»»

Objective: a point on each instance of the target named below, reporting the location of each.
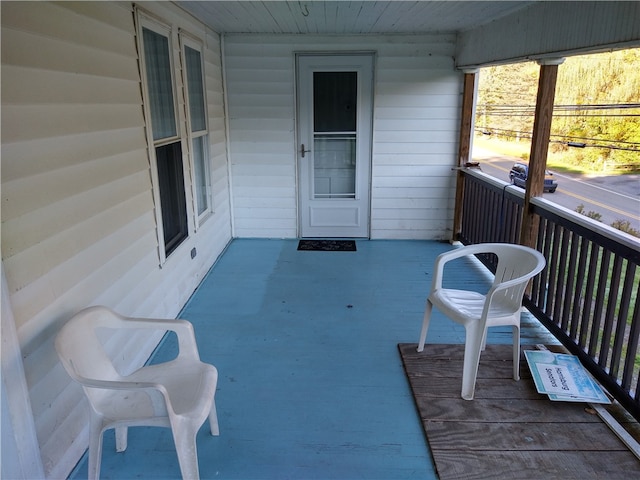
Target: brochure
(563, 378)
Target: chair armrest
(187, 346)
(443, 258)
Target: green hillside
(596, 123)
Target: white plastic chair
(501, 305)
(178, 394)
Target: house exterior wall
(78, 219)
(415, 132)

««

Print every entry above again without changing a word, and omit the pictures.

Objective: a point on each instance of the target named below, reporting the location of each.
Target: brochure
(563, 378)
Target: chair armrest
(187, 346)
(443, 258)
Target: green hillside
(596, 123)
Target: white plastic chair
(501, 305)
(178, 394)
Target: house exterior wall
(78, 219)
(415, 132)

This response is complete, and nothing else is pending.